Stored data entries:
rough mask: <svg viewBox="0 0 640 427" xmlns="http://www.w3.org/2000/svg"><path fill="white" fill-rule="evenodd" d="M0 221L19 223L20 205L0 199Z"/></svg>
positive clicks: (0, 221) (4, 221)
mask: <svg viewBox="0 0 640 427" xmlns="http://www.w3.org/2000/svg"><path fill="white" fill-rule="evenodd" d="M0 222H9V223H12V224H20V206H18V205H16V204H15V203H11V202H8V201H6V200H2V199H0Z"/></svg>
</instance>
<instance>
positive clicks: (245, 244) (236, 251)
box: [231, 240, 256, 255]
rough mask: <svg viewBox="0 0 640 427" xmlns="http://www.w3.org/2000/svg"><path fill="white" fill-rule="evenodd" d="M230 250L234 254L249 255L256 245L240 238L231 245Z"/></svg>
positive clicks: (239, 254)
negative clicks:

YOUR GOAL:
What is wanted is an exact copy of the data.

SOLVED EXERCISE:
rough mask: <svg viewBox="0 0 640 427" xmlns="http://www.w3.org/2000/svg"><path fill="white" fill-rule="evenodd" d="M0 221L19 223L20 205L0 199Z"/></svg>
positive clicks: (0, 221) (4, 221)
mask: <svg viewBox="0 0 640 427" xmlns="http://www.w3.org/2000/svg"><path fill="white" fill-rule="evenodd" d="M0 222H9V223H12V224H20V206H18V205H16V204H15V203H11V202H8V201H6V200H2V199H0Z"/></svg>
</instance>
<instance>
positive clicks: (245, 244) (236, 251)
box: [231, 240, 256, 255]
rough mask: <svg viewBox="0 0 640 427" xmlns="http://www.w3.org/2000/svg"><path fill="white" fill-rule="evenodd" d="M230 250L234 254L249 255L256 245L240 238L231 245Z"/></svg>
positive clicks: (239, 254)
negative clicks:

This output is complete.